** START Document passage **

Teens Harbor Pessimistic View Of Their Financial Futures


A large percentage of teens expect to be financially dependent on parents until their mid-20s.

Mar 28, 2013

By: Joe Gillen

Many teens have limited knowledge and experience about managing personal finances, and as a result, a large percentage believe they will be financially-dependent on their parents into adulthood, new research shows. 

A joint study conducted by Junior Achievement USA and the Allstate Foundation found that 25 percent of teens think they will be age 25-27 before becoming financially independent from their parents, compared to only 12 percent who gave the same response in 2012. Many parents also agree with this assessment and report that they expect their children to be in their mid-20s by the time they are financially independent. Adults cite the struggling economy, job market and societal norms as the reasons for young adults' lack of financial independence. 

"It is interesting to see this shift in teens thinking they will remain financially dependent on parents, while building a better future for themselves," said Rick Franke, Junior Achievement of Southeast Texas president. "From our findings, we can infer that teens expect to live with their parents longer because 27 percent are unsure about their ability to budget and 48 percent express similar feelings about the use of credit cards. Additionally, 40 percent of teens express a lack of confidence in their ability to invest their money. The good news is that resources are available, but now is the time to implement steps to help today's teens secure independent financial futures."

** END Document passage **
** START Record extracts **

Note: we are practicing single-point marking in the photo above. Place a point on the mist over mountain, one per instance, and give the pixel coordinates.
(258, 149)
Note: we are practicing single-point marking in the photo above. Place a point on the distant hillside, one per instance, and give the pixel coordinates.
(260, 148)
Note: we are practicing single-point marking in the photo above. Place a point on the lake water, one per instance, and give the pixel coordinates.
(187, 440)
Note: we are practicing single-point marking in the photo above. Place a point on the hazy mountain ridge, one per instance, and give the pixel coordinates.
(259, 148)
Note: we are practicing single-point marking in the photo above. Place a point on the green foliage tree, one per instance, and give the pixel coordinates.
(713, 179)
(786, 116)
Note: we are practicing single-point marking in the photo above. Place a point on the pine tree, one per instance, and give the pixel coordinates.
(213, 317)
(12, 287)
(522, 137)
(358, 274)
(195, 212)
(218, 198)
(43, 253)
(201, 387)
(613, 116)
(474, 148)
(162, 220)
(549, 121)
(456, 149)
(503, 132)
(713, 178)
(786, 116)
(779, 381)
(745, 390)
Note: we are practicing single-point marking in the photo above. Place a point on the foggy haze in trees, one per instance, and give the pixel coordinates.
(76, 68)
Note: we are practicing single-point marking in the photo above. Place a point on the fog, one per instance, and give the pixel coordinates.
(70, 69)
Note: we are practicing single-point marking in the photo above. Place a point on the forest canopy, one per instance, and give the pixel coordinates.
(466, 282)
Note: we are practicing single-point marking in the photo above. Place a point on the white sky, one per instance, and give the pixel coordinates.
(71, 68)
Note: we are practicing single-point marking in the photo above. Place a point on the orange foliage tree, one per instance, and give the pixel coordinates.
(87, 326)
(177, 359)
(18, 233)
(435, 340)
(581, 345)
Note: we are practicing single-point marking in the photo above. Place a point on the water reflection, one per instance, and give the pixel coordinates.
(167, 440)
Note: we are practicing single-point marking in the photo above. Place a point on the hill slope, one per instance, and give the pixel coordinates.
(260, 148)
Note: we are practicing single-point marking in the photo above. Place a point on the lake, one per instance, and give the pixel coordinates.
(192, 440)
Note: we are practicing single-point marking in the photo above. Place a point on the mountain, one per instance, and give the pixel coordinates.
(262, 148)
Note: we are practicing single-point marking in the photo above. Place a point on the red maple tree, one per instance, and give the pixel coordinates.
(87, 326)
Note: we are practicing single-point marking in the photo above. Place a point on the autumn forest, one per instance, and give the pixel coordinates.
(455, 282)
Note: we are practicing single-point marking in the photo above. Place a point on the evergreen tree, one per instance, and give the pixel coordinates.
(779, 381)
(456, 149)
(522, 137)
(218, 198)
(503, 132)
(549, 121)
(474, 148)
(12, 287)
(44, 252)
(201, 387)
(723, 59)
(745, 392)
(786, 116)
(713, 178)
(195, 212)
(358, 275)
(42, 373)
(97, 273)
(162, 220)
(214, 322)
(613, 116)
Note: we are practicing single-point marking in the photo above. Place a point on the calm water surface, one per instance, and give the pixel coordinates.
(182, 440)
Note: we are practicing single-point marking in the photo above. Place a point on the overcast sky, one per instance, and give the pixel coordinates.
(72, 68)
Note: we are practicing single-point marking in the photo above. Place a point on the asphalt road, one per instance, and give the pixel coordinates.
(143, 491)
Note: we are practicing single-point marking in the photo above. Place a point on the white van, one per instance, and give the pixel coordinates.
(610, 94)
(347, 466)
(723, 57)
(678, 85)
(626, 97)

** END Record extracts **

Prompt 1:
List every percentage figure that appears in the article on teens' financial outlook.
Prompt 2:
From the article on teens' financial outlook, extract everything from "A joint study" down to "of financial independence.".
Prompt 3:
Write what comes next in the article on teens' financial outlook, picking up after its final sentence.
The data above has no connection to the article on teens' financial outlook.

Final answer 1:
25 percent, 12 percent, 27 percent, 48 percent, 40 percent

Final answer 2:
A joint study conducted by Junior Achievement USA and the Allstate Foundation found that 25 percent of teens think they will be age 25-27 before becoming financially independent from their parents, compared to only 12 percent who gave the same response in 2012. Many parents also agree with this assessment and report that they expect their children to be in their mid-20s by the time they are financially independent. Adults cite the struggling economy, job market and societal norms as the reasons for young adults' lack of financial independence.

Final answer 3:
Education and teen bank accounts may help young adults become better prepared
While some parents may have a discussion with teens about the importance of smart money management, community banks and credit unions can do their part by promoting programs that may help teens gain hands-on experience. For example, if teens qualify for rewards checking or savings programs, it's important for local institutions to advertise these products more aggressively, as many people may not know they exist.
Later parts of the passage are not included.